■ Directions
Reproduce the listing below without changes, except that pictures are left out.

Point annotation dataset records:

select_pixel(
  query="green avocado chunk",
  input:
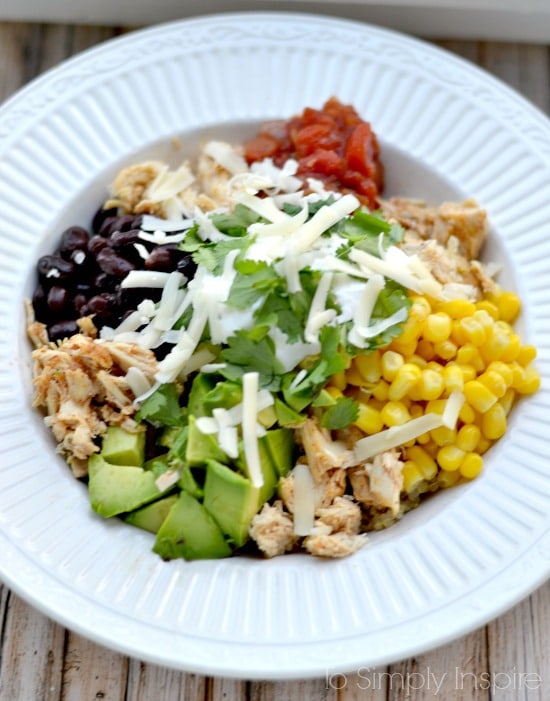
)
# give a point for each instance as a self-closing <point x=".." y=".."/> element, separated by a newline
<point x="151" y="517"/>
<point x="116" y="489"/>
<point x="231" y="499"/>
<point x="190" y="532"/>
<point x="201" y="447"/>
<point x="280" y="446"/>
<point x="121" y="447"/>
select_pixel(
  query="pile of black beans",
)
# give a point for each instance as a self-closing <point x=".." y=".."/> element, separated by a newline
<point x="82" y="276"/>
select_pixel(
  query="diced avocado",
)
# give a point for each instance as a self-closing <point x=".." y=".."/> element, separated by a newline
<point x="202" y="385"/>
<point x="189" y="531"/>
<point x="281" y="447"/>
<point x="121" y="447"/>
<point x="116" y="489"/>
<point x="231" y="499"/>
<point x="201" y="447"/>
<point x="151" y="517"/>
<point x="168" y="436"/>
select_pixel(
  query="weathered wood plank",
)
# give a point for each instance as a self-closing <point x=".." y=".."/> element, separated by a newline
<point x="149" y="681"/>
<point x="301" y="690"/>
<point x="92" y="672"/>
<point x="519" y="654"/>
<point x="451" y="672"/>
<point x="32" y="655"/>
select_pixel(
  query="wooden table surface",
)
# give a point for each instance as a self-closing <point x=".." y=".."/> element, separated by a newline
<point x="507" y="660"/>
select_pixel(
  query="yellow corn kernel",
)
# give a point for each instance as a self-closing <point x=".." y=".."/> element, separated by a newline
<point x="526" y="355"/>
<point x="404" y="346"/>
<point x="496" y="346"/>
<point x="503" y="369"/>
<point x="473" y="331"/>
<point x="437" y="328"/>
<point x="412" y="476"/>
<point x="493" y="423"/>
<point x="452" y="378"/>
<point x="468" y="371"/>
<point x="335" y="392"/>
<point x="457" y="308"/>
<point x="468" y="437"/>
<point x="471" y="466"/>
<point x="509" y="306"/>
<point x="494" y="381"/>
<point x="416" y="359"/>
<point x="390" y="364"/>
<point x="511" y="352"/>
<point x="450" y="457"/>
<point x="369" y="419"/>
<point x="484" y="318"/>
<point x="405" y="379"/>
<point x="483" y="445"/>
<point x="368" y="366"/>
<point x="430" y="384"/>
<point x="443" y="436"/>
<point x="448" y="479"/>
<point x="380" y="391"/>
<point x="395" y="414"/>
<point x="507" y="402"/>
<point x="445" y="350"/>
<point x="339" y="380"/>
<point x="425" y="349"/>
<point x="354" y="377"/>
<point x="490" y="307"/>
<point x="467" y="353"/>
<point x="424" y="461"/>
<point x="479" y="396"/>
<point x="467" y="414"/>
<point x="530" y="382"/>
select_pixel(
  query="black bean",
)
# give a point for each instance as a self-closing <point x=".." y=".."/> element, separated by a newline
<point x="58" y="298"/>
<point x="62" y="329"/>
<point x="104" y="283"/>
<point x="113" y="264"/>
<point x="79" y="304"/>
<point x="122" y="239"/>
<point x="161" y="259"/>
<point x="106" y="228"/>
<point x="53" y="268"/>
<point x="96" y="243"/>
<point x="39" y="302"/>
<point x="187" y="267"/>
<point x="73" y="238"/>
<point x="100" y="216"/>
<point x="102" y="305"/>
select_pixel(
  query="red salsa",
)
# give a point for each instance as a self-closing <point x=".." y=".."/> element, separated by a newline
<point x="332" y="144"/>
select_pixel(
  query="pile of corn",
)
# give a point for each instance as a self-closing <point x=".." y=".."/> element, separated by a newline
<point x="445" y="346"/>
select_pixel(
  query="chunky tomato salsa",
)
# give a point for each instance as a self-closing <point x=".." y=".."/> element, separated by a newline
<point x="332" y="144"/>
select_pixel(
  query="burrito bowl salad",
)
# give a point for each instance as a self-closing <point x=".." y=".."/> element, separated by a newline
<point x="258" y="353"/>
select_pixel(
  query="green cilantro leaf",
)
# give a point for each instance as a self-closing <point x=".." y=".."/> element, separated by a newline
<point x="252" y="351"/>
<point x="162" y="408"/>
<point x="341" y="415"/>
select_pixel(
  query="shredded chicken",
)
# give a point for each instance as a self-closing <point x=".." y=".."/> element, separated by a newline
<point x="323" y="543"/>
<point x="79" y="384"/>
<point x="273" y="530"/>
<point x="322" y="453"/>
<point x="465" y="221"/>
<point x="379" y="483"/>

■ Reply to the exercise
select_pixel(
  query="green avocado chunk",
  input:
)
# give a point for each instance as a self-closing <point x=".." y=".."/> element, separated by a newline
<point x="151" y="517"/>
<point x="116" y="489"/>
<point x="231" y="499"/>
<point x="190" y="532"/>
<point x="201" y="447"/>
<point x="280" y="446"/>
<point x="121" y="447"/>
select_pixel(
  query="pile of black beans",
)
# give a point for each instance as a self-closing <point x=".." y=".."/> element, separated by a newline
<point x="82" y="276"/>
select_pixel(
  query="diced avocado",
)
# give a point for each instance as a self-closing <point x=".." y=".."/> element, separated by a newline
<point x="202" y="385"/>
<point x="189" y="531"/>
<point x="281" y="447"/>
<point x="121" y="447"/>
<point x="116" y="489"/>
<point x="231" y="499"/>
<point x="201" y="447"/>
<point x="151" y="517"/>
<point x="168" y="436"/>
select_pixel(
  query="weathered wood plank",
)
# give a point for each instance as a self-closing <point x=".." y=".."/> element, separated by a newline
<point x="149" y="681"/>
<point x="301" y="690"/>
<point x="92" y="672"/>
<point x="519" y="654"/>
<point x="451" y="672"/>
<point x="32" y="655"/>
select_pixel(
  query="wooden table surface",
)
# give a point for each instance as a self-closing <point x=".." y=".."/> element, separated by a newline
<point x="507" y="660"/>
select_pixel(
  query="yellow corn kernel",
)
# give a point for each instance as a self-closing <point x=".." y=".."/> element, separated by a newline
<point x="526" y="355"/>
<point x="404" y="346"/>
<point x="496" y="346"/>
<point x="503" y="369"/>
<point x="473" y="331"/>
<point x="437" y="328"/>
<point x="412" y="476"/>
<point x="493" y="423"/>
<point x="452" y="378"/>
<point x="468" y="371"/>
<point x="335" y="392"/>
<point x="457" y="308"/>
<point x="468" y="437"/>
<point x="471" y="466"/>
<point x="509" y="306"/>
<point x="494" y="381"/>
<point x="416" y="359"/>
<point x="390" y="364"/>
<point x="511" y="352"/>
<point x="450" y="457"/>
<point x="369" y="419"/>
<point x="484" y="318"/>
<point x="405" y="379"/>
<point x="483" y="445"/>
<point x="368" y="366"/>
<point x="430" y="384"/>
<point x="443" y="436"/>
<point x="448" y="479"/>
<point x="380" y="391"/>
<point x="395" y="414"/>
<point x="507" y="402"/>
<point x="445" y="350"/>
<point x="339" y="380"/>
<point x="425" y="349"/>
<point x="354" y="377"/>
<point x="490" y="307"/>
<point x="467" y="353"/>
<point x="424" y="461"/>
<point x="479" y="396"/>
<point x="467" y="414"/>
<point x="530" y="382"/>
select_pixel(
  query="black bean",
)
# give a point for each instance as a self-closing <point x=".." y=".."/> element, separated by a newline
<point x="58" y="298"/>
<point x="62" y="329"/>
<point x="104" y="283"/>
<point x="113" y="264"/>
<point x="79" y="304"/>
<point x="122" y="239"/>
<point x="161" y="259"/>
<point x="106" y="228"/>
<point x="53" y="268"/>
<point x="96" y="243"/>
<point x="39" y="302"/>
<point x="187" y="267"/>
<point x="73" y="238"/>
<point x="100" y="216"/>
<point x="102" y="305"/>
select_pixel(
  query="red salsa",
)
# give a point for each instance as a self-closing <point x=".." y=".."/> element, separated by a newline
<point x="332" y="144"/>
select_pixel(
  query="pile of corn",
)
# give a point for each instance as a self-closing <point x=".." y=".."/> element, separated by a newline
<point x="445" y="346"/>
select_pixel(
  query="chunky tomato salsa",
)
# give a point for each instance as a self-closing <point x=".." y=".."/> element, separated by a newline
<point x="332" y="144"/>
select_pixel(
  query="burrito bowl salad",
)
# give a point for each instance as a self-closing <point x=".." y=".."/> element, separated by a newline
<point x="258" y="353"/>
select_pixel(
  query="green cilantro leaf",
)
# give a point for each instance as a self-closing <point x=".." y=".."/> element, separated by a newline
<point x="252" y="351"/>
<point x="162" y="408"/>
<point x="341" y="415"/>
select_pixel(
  query="shredded chicken",
)
# give a point for each instance as a self-closing <point x=".." y=".."/> element, separated by a newline
<point x="323" y="543"/>
<point x="79" y="384"/>
<point x="273" y="530"/>
<point x="322" y="453"/>
<point x="465" y="221"/>
<point x="379" y="483"/>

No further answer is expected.